TEXT SHOWN:
╭──
From: Phillips, Addison <addison@lab126.com>
Date: Fri, 22 Oct 2010 14:40:58 -0700
To: "public-iri@w3.org" <public-iri@w3.org>
CC: Bjoern Hoehrmann <derhoermi@gmx.net>
Message-ID: <C7A5719F1E562149BA9171F58BEE2CA412A1B64A89@EX-IAD6-B.ant.amazon.com>
(co-chair hat OFF)

Trac issue: http://trac.tools.ietf.org/wg/iri/trac/ticket/23 

So here is a slightly different version of the same proposal. Bjoern, does this suitably allay your concerns? I recognize that you would prefer us to eliminate the conversion step altogether, but some feel that the conversion step is not altogether obvious, even if it is intrinsic to what follows.

---
An IRI or IRI reference is a sequence of characters from the UCS. For IRIs that are not already encoded in Unicode (as when written on paper, read aloud, or represented in a text stream using a legacy character encoding), convert the IRI to Unicode. Note that some character encodings or transcriptions can be converted to or represented by more than one sequence of Unicode characters. Ideally the resulting IRI would use a normalized form, such as Unicode Normalization Form C [UAX15] (see [Section 5] Normalization and Comparison), since that ensures a stable, consistent representation that is most likely to produce the intended results. Implementers and users are cautioned that, while denormalized character sequences are valid, they might be difficult for other users or processes to reproduce and might lead to unexpected results.
╰──
SUPPLIED ENTRIES:
╭──
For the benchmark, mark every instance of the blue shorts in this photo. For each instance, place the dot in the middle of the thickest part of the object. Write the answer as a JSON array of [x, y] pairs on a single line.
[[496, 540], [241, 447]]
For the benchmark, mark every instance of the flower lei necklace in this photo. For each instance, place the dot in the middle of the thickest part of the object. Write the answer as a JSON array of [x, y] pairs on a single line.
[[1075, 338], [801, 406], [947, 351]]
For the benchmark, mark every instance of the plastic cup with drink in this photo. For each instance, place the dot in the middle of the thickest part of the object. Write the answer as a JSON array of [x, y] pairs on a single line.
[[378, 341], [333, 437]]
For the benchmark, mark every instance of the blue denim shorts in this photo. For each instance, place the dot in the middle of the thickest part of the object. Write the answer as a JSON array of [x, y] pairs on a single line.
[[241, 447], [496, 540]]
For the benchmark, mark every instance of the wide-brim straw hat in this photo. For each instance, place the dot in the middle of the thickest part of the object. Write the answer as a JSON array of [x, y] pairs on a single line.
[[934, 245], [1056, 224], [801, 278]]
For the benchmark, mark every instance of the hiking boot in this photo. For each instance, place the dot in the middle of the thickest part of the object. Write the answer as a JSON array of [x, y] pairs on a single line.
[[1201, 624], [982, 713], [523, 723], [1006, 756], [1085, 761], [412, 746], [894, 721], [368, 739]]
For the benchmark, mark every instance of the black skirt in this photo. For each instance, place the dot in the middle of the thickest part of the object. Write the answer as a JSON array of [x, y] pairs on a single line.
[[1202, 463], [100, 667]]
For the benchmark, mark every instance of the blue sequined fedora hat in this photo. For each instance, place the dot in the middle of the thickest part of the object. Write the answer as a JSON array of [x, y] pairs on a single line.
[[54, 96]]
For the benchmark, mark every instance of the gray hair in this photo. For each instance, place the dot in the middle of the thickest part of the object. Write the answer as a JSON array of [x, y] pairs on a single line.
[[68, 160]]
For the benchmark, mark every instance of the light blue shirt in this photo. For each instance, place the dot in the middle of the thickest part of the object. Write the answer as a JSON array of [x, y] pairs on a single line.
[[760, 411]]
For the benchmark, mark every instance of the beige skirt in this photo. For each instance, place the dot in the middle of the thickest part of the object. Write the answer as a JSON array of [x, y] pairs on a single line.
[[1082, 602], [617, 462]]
╰──
WHAT YOU WILL DO:
(1) Rewrite the email from "From: Phillips, Addison" to "(co-chair hat OFF)", inclusive, with "co-chair" changed to "chair".
(2) Which situations does the email give as examples of IRIs that are not already encoded in Unicode?
(3) Can you sum up the email in two sentences?

ANSWERS FOR THE EXERCISE:
(1)
From: Phillips, Addison <addison@lab126.com>
Date: Fri, 22 Oct 2010 14:40:58 -0700
To: "public-iri@w3.org" <public-iri@w3.org>
CC: Bjoern Hoehrmann <derhoermi@gmx.net>
Message-ID: <C7A5719F1E562149BA9171F58BEE2CA412A1B64A89@EX-IAD6-B.ant.amazon.com>
(chair hat OFF)

(2)
- Written on paper
- Read aloud
- Represented in a text stream using a legacy character encoding

(3) The email offers a slightly different version of a proposal, asks Bjoern whether it allays his concerns, and notes that some feel the conversion step is not obvious. The proposed text says that IRIs not already encoded in Unicode should be converted to Unicode, ideally in a normalized form such as Unicode Normalization Form C, and it cautions that denormalized sequences, though valid, may be hard to reproduce and may lead to unexpected results.